TASK TO CARRY OUT:
Set down exactly the stretch of lines below that opens at the line containing "box: [0, 0, 600, 400]" and continues through the last line of the entries, and nothing else.

::: EXTRACTED INFORMATION

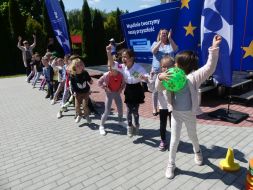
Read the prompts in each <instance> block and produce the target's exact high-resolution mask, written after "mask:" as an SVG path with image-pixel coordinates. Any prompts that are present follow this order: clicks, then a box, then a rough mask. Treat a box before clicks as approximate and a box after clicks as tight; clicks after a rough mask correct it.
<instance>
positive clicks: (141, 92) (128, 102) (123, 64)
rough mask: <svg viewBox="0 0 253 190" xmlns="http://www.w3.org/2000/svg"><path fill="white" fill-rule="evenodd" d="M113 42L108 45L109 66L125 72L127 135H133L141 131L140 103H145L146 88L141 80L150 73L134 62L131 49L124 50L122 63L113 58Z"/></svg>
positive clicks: (136, 63)
mask: <svg viewBox="0 0 253 190" xmlns="http://www.w3.org/2000/svg"><path fill="white" fill-rule="evenodd" d="M111 50H112V46H111V44H110V45H109V46H107V47H106V51H107V57H108V66H109V67H114V68H115V69H117V70H118V71H119V72H121V73H122V74H123V77H124V80H125V83H126V88H125V91H124V95H125V103H126V106H127V122H128V128H127V135H128V136H129V137H132V136H133V135H138V132H139V127H140V124H139V105H140V104H141V103H144V98H145V95H144V90H143V88H142V86H141V81H143V80H147V78H148V74H147V72H146V70H145V69H144V68H143V67H142V66H141V65H139V64H137V63H135V62H134V52H133V51H132V50H130V49H125V50H122V63H123V64H119V63H118V62H116V61H114V60H113V56H112V53H111ZM132 115H133V117H134V122H135V126H134V125H133V123H132Z"/></svg>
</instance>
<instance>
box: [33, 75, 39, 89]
mask: <svg viewBox="0 0 253 190" xmlns="http://www.w3.org/2000/svg"><path fill="white" fill-rule="evenodd" d="M40 75H41V72H37V73H36V76H35V79H34V81H33V86H35V85H36V83H37V81H38V80H39V78H40Z"/></svg>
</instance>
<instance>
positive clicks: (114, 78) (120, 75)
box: [108, 74, 123, 92]
mask: <svg viewBox="0 0 253 190" xmlns="http://www.w3.org/2000/svg"><path fill="white" fill-rule="evenodd" d="M122 80H123V77H122V75H121V74H117V75H116V76H113V75H112V74H109V83H108V88H109V89H110V90H111V91H112V92H117V91H119V89H120V88H121V84H122Z"/></svg>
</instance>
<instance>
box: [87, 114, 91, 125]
mask: <svg viewBox="0 0 253 190" xmlns="http://www.w3.org/2000/svg"><path fill="white" fill-rule="evenodd" d="M86 120H87V123H88V124H91V118H90V116H86Z"/></svg>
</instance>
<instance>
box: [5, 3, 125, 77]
mask: <svg viewBox="0 0 253 190" xmlns="http://www.w3.org/2000/svg"><path fill="white" fill-rule="evenodd" d="M59 2H60V5H61V7H62V10H63V12H64V16H65V18H66V21H67V27H68V31H69V35H74V34H79V35H81V36H82V39H83V43H82V47H81V50H80V54H81V56H83V58H84V60H85V62H86V65H87V66H90V65H102V64H106V54H105V46H106V44H108V41H109V39H110V38H114V39H115V40H116V41H121V40H123V35H122V31H121V25H120V15H121V14H123V13H127V11H125V12H124V11H121V10H119V9H117V10H115V11H112V12H110V13H106V12H105V11H100V10H97V9H91V8H90V7H89V5H88V2H87V0H84V2H83V6H82V9H81V10H72V11H69V12H65V7H64V4H63V2H62V0H59ZM0 28H1V30H0V42H1V43H2V44H1V46H0V57H1V59H0V67H1V69H0V76H2V75H12V74H19V73H24V68H23V63H22V57H21V52H20V50H19V49H18V48H17V42H18V41H17V39H18V36H22V38H23V39H26V40H28V41H29V42H30V43H32V40H33V39H32V35H33V34H35V35H36V37H37V45H36V47H35V49H34V52H38V53H40V54H41V55H43V54H44V53H45V51H46V47H47V43H48V39H49V38H54V41H55V43H56V47H57V48H56V49H57V51H58V54H59V55H61V56H63V55H64V52H63V49H62V48H61V46H60V44H59V43H58V42H57V39H56V38H55V37H54V32H53V29H52V27H51V23H50V20H49V17H48V14H47V9H46V6H45V1H44V0H1V2H0ZM72 47H74V48H75V46H72Z"/></svg>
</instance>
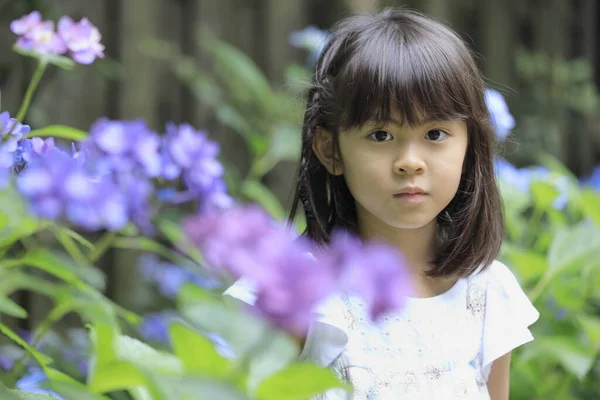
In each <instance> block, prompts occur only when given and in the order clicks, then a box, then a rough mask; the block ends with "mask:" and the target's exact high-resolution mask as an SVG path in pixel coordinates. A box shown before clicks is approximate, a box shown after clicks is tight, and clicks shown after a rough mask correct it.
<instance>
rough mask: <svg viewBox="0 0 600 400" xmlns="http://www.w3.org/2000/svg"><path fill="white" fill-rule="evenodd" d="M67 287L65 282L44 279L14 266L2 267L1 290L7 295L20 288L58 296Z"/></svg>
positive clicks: (53, 296) (17, 290) (26, 289)
mask: <svg viewBox="0 0 600 400" xmlns="http://www.w3.org/2000/svg"><path fill="white" fill-rule="evenodd" d="M66 288H67V286H66V285H64V284H59V283H55V282H50V281H49V280H47V279H42V278H39V277H36V276H33V275H32V274H29V273H24V272H23V271H19V270H16V269H14V268H13V269H10V268H9V269H2V268H0V292H1V293H4V294H5V295H10V294H12V293H14V292H16V291H18V290H29V291H30V292H35V293H40V294H43V295H45V296H48V297H51V298H57V297H59V296H60V295H62V294H63V293H64V291H65V289H66Z"/></svg>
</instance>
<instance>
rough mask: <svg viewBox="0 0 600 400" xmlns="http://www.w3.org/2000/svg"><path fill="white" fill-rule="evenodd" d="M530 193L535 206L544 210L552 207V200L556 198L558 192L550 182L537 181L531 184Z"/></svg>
mask: <svg viewBox="0 0 600 400" xmlns="http://www.w3.org/2000/svg"><path fill="white" fill-rule="evenodd" d="M531 194H532V196H533V200H534V203H535V206H536V207H538V208H539V209H541V210H544V211H546V210H551V209H552V208H553V205H554V200H556V198H557V197H558V195H559V194H560V193H559V191H558V189H556V187H554V185H552V184H551V183H548V182H544V181H537V182H533V183H532V184H531Z"/></svg>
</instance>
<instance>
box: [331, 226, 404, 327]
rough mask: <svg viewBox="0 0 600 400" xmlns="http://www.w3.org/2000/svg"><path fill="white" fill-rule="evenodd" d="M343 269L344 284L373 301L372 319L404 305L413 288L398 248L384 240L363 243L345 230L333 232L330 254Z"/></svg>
mask: <svg viewBox="0 0 600 400" xmlns="http://www.w3.org/2000/svg"><path fill="white" fill-rule="evenodd" d="M331 256H333V257H334V260H335V262H334V264H335V265H336V266H337V268H339V269H341V273H342V274H341V277H340V281H341V283H340V286H342V287H344V288H345V289H346V290H347V291H349V292H352V293H358V294H360V295H361V297H362V298H363V299H365V300H366V301H367V303H368V304H369V305H370V315H371V318H372V319H374V320H375V319H377V318H379V317H381V316H382V315H384V314H386V313H388V312H390V311H394V310H398V309H400V308H402V307H403V306H404V302H405V299H406V296H407V294H408V293H410V291H411V286H410V285H409V282H410V280H409V277H408V275H407V273H406V268H404V265H405V260H404V259H403V257H402V255H401V254H400V252H398V251H397V250H396V249H394V248H392V247H390V246H388V245H385V244H383V243H380V242H371V243H363V242H362V241H361V240H360V239H359V238H357V237H355V236H351V235H349V234H348V233H345V232H335V233H334V234H333V235H332V239H331V243H330V248H329V254H327V252H325V254H324V255H323V258H322V259H328V258H330V257H331Z"/></svg>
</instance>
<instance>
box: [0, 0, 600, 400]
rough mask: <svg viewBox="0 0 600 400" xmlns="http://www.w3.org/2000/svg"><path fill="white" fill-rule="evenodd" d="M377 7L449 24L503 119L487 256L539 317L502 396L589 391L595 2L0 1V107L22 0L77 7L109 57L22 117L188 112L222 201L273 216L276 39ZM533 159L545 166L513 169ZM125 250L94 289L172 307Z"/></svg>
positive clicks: (592, 251) (301, 55)
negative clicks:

::::::

SOLUTION FOR THIS EXERCISE:
box: [0, 0, 600, 400]
rough mask: <svg viewBox="0 0 600 400" xmlns="http://www.w3.org/2000/svg"><path fill="white" fill-rule="evenodd" d="M377 7L449 24L503 119L487 256L539 317L502 396L589 391L595 2L0 1V107L22 0L77 7L109 57L22 117L188 112L222 201L273 216L276 39ZM533 159L545 166L513 169ZM125 250L94 289L172 307Z"/></svg>
positive clicks: (592, 251) (301, 55)
negative clicks:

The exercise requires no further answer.